### WHAT YOU WILL DO
1. Summarize the PHP Internals News episode page in two sentences.
2. From the PHP Internals News episode page, return the part that opens with the words containing "The RSS feed" and closes with "you doing today?".

### PROVIDED PASSAGE

PHP Internals News: Episode 80: Static Variables in Inherited Methods – Derick Rethans

PHP Internals News: Episode 80: Static Variables in Inherited Methods

In this episode of “PHP Internals News” I chat with Nikita Popov (Twitter, GitHub, Website) about the “Static Variables in Inherited Methods” RFC.

The RSS feed for this podcast is https://derickrethans.nl/feed-phpinternalsnews.xml, you can download this episode’s MP3 file, and it’s available on Spotify and iTunes. There is a dedicated website: https://phpinternals.news

Transcript

Derick Rethans 0:14

Hi I’m Derick, welcome to PHP internals news, the podcast dedicated to explain the latest developments in the PHP language. This is episode 80. In this episode I speak with Nikita Popov again about another RFC that he’s proposing. Nikita, how are you doing today?

Nikita Popov 0:30

I’m still doing fine.

Derick Rethans 0:33

Well, that is glad to hear. So the reason why you saying, I’m still doing fine, is of course because we basically recording two podcast episodes just behind each other.

Nikita Popov 0:41

That’s true.

Derick Rethans 0:42

If you’d be doing fine 30 minutes ago and bad now, something bad must have happened and that is of course no fun. In any case, shall we take the second RFC then, which is titled static variables in inherited methods. Can you explain what is RFC is meant to improve?

Nikita Popov 1:00

I’m not sure what this meant to improve, it’s more like trying to fix a bug, I will say. This is a really, like, technical RFC for an edge case of an edge case, so I should say first, when I’m saying static variables, I’m not talking about static properties, which is what most people use, but static variables inside functions. What static variables do unlike normal variables, is that they persist across function calls. For example, you can have a counter static $i equals zero, and then increment it, and then each time we call the function, it gets incremented each time and the value from the previous call is retained. So that’s just the context of what we’re talking about.

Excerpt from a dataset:
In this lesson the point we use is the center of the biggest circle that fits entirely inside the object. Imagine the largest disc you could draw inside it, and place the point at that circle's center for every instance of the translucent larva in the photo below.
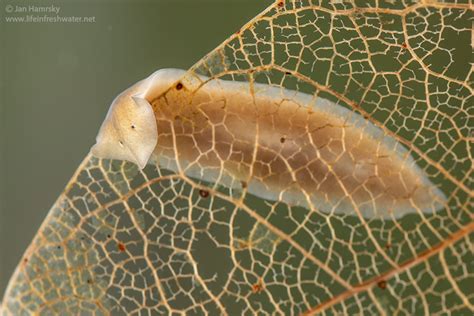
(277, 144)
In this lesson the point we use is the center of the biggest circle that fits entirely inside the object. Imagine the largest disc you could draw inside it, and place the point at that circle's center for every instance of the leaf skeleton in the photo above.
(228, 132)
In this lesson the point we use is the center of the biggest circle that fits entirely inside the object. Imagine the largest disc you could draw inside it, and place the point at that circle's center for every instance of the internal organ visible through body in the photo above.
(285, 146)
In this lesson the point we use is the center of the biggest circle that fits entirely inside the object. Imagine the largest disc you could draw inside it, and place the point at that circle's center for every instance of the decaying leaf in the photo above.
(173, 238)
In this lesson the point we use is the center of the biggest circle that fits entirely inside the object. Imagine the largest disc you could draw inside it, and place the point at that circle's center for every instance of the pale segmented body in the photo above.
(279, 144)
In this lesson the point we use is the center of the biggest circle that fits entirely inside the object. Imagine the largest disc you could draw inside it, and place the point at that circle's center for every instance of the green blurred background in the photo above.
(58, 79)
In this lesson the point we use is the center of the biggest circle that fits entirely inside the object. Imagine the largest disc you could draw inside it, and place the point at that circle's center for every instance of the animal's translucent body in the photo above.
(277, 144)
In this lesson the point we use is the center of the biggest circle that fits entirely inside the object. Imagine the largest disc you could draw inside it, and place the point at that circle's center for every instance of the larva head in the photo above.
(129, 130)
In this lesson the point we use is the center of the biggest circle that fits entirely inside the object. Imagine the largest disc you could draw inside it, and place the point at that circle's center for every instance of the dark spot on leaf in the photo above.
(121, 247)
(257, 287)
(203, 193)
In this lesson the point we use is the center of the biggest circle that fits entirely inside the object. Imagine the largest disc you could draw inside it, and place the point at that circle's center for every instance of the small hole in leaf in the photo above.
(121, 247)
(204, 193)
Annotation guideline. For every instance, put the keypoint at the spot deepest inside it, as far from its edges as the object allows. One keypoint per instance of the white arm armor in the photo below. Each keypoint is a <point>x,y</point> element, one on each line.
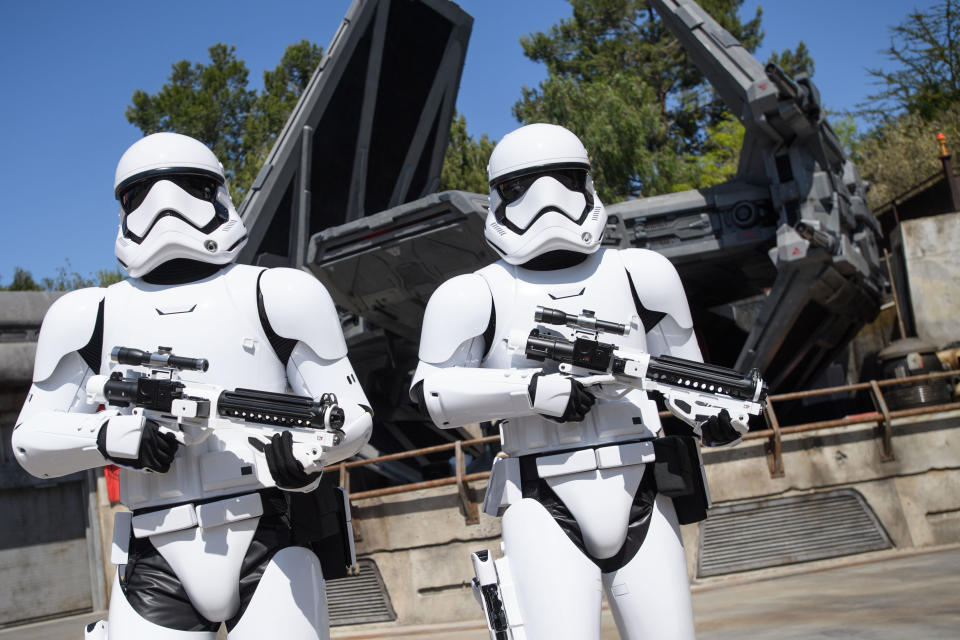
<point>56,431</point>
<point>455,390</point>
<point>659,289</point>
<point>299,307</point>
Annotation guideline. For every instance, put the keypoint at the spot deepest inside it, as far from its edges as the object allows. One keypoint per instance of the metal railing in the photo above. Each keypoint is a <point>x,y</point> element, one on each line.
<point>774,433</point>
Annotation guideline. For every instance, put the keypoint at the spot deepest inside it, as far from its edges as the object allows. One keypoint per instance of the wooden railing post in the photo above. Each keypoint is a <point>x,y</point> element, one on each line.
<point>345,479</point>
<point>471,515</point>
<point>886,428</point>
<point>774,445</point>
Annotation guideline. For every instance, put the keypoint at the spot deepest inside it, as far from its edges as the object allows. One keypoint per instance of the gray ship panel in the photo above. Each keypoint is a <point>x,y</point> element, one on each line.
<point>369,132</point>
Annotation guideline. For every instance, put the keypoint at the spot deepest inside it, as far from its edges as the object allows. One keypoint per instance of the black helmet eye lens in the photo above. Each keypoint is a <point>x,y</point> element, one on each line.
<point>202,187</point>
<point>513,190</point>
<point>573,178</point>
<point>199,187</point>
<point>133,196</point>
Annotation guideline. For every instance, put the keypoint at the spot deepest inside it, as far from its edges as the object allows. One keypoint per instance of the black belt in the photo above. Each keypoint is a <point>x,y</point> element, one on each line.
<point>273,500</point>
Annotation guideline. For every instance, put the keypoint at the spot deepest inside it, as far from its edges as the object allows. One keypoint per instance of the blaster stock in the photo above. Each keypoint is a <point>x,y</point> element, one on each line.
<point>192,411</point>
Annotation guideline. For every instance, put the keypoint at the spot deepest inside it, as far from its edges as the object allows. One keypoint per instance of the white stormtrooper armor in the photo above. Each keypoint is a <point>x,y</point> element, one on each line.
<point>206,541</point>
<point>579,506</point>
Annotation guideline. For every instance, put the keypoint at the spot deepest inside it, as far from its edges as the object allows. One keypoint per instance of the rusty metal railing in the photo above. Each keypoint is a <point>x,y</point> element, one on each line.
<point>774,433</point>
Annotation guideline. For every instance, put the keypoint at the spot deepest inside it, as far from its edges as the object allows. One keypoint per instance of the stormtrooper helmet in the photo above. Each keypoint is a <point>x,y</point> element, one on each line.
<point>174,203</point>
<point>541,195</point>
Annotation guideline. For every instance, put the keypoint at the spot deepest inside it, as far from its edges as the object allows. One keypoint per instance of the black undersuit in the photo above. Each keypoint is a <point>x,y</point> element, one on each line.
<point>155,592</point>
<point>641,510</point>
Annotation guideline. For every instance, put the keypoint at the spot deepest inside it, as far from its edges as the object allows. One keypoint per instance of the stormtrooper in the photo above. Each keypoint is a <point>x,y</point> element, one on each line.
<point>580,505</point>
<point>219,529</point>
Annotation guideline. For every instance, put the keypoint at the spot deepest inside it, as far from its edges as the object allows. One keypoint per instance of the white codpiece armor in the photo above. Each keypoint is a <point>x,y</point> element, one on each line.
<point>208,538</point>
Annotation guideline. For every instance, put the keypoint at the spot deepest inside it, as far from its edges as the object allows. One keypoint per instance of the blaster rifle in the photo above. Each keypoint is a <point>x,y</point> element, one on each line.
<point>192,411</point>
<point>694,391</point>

### THE RESPONSES
1. In episode 80 of the PHP Internals News podcast, Derick Rethans talks with Nikita Popov about the "Static Variables in Inherited Methods" RFC, which Nikita describes as a technical fix for a bug in an edge case of an edge case rather than an improvement. Nikita explains that the RFC concerns static variables inside functions, which retain their values across function calls, not static properties.

2.
The RSS feed for this podcast is https://derickrethans.nl/feed-phpinternalsnews.xml, you can download this episode’s MP3 file, and it’s available on Spotify and iTunes. There is a dedicated website: https://phpinternals.news

Transcript

Derick Rethans 0:14

Hi I’m Derick, welcome to PHP internals news, the podcast dedicated to explain the latest developments in the PHP language. This is episode 80. In this episode I speak with Nikita Popov again about another RFC that he’s proposing. Nikita, how are you doing today?